• 利用torch.nn实现前馈神经网络解决 多分类 任务使用至少三种不同的激活函数


    1 导入实验所需要的包

    import torch
    import numpy as np
    import random
    from IPython import display
    from matplotlib import pyplot as plt
    from torch import nn
    import torch.utils.data as Data
    import torch.optim as optim
    from torch.nn import init
    import torchvision
    import torchvision.transforms as transforms

     2 下载MNIST数据集

    #下载MNIST手写数据集
    mnist_train = torchvision.datasets.MNIST(root='../Datasets/MNIST', train=True,download=True, transform=transforms.ToTensor())
    mnist_test = torchvision.datasets.MNIST(root='../Datasets/MNIST', train=False, download=True, transform=transforms.ToTensor())

     3 读取数据

    #读取数据
    batch_size = 32
    train_iter = torch.utils.data.DataLoader(mnist_train, batch_size=batch_size, shuffle=True,num_workers=0)
    test_iter = torch.utils.data.DataLoader(mnist_test, batch_size=batch_size, shuffle=False,num_workers=0)

    4 利用torch.nn构建模型以及初始化参数

    • 使用ReLU函数
    class FlattenLayer(torch.nn.Module):
        def __init__(self):
             super(FlattenLayer, self).__init__()
        def forward(self, x):
            return x.view(x.shape[0],-1)
        
        #模型定义和参数初始化
    num_inputs,num_hiddens,num_outputs = 784,256,10
    
    def use_ReLU():
        net = nn.Sequential(
            FlattenLayer(),
            nn.Linear(num_inputs,num_hiddens),
            nn.ReLU(),
            nn.Linear(num_hiddens,num_outputs)
            )
        return net
    • 使用ELU函数
    def use_ELU():
        net = nn.Sequential(
            FlattenLayer(),
            nn.Linear(num_inputs,num_hiddens),
            nn.ELU(),
            nn.Linear(num_hiddens,num_outputs)
            )
        return net
    • 使用Sigmoid函数
    def use_Sigmoid():
        net = nn.Sequential(
            FlattenLayer(),
            nn.Linear(num_inputs,num_hiddens),
            nn.Sigmoid(),
            nn.Linear(num_hiddens,num_outputs)

────

练习说明:
A. 将原文中以“#读取数据”开头的那段代码改写为简短的要点列表，保留其主要参数设置。
B. 这篇用 torch.nn 实现前馈神经网络的原文在最后一行之后还没写完，请从那一行之后接着续写。

────

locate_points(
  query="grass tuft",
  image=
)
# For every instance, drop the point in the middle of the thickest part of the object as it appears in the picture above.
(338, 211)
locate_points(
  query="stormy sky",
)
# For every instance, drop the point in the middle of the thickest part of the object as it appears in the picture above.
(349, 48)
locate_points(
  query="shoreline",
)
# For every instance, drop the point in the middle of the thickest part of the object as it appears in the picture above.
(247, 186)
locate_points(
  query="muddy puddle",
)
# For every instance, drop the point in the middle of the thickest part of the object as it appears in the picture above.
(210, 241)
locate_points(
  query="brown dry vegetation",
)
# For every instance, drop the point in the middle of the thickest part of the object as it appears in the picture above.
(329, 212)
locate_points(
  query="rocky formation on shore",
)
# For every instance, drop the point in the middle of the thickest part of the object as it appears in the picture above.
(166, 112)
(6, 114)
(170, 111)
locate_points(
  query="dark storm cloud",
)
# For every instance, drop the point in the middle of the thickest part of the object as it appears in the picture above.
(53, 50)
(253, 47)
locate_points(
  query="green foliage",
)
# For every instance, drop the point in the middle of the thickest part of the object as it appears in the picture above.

────

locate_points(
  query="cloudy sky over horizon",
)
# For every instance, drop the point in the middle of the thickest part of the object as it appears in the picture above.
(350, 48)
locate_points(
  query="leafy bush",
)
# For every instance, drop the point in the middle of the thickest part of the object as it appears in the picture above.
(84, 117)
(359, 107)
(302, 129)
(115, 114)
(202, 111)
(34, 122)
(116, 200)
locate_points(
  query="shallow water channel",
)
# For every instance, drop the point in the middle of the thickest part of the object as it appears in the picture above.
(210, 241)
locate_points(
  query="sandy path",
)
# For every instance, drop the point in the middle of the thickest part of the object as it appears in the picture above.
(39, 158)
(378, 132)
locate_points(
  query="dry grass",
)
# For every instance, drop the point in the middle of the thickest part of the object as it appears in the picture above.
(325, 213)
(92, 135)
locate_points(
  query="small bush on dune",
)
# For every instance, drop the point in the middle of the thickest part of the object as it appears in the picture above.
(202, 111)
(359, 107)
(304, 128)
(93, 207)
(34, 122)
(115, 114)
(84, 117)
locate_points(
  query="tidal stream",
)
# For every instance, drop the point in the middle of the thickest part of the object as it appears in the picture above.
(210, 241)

────

参考答案:
A.
- 批大小 batch_size 设为 32
- train_iter：用 DataLoader 加载 mnist_train，shuffle=True，num_workers=0
- test_iter：用 DataLoader 加载 mnist_test，shuffle=False，num_workers=0

B.
            )
        return net

    初始化参数

    def init_params(net):
        for params in net.parameters():
            init.normal_(params,mean=0,std=0.01)
        return  torch.optim.SGD(net.parameters(),lr)

    5 定义交叉熵损失函数

    #训练次数和学习率
    num_epochs = 50
    lr = 0.01
    #定义交叉熵损失函数
    loss_fn = torch.nn.CrossEntropyLoss()

    6 定义测试集 loss 和 准确率

    def evaluate_testset(data_iter,net):
        acc_sum,loss_sum,n = 0.0,0.0,0
        for X,y in data_iter:
            y_hat = net(X)
            acc_sum += (y_hat.argmax(dim=1)==y).sum().item()
            l = loss_fn(y_hat,y) # l是有关小批量X和y的损失
            loss_sum += l.item()*y.shape[0]
            n+=y.shape[0]
        return acc_sum/n,loss_sum/n

    7 定义模型训练函数

    #定义模型训练函数
    def train(model,train_loader,test_loader,loss_fn,num_epochs,batch_size,params=None,lr=None,optimizer=None):
        train_ls = []
        test_ls = []
        for epoch in range(num_epochs): # 训练模型一共需要num_epochs个迭代周期
            train_loss_sum, train_acc_num,total_examples = 0.0,0.0,0
            for x, y in train_loader: # x和y分别是小批量样本的特征和标签
                y_pred = model(x)
                loss = loss_fn(y_pred, y)  #计算损失
                optimizer.zero_grad() # 梯度清零
                loss.backward()  # 反向传播
                optimizer.step() #梯度更新
                total_examples += y.shape[0]
                train_loss_sum += loss.item()
                train_acc_num += (y_pred.argmax(dim=1)==y).sum().item()
            train_ls.append(train_loss_sum)
            test_acc,test_loss = evaluate_testset(test_loader,model)
            test_ls.append(test_loss)
            print('epoch %d, train_loss %.6f,test_loss %f,train_acc %.6f,test_acc %.6f'%(epoch+1, train_ls[epoch],test_ls[epoch],train_acc_num/total_examples,test_acc))
        return  

    8 绘制训练集和测试集的loss曲线方法

    def show_plots(mytrain_loss,mytest_loss):
        x = np.linspace(0,len(mytrain_loss),len(mytest_loss))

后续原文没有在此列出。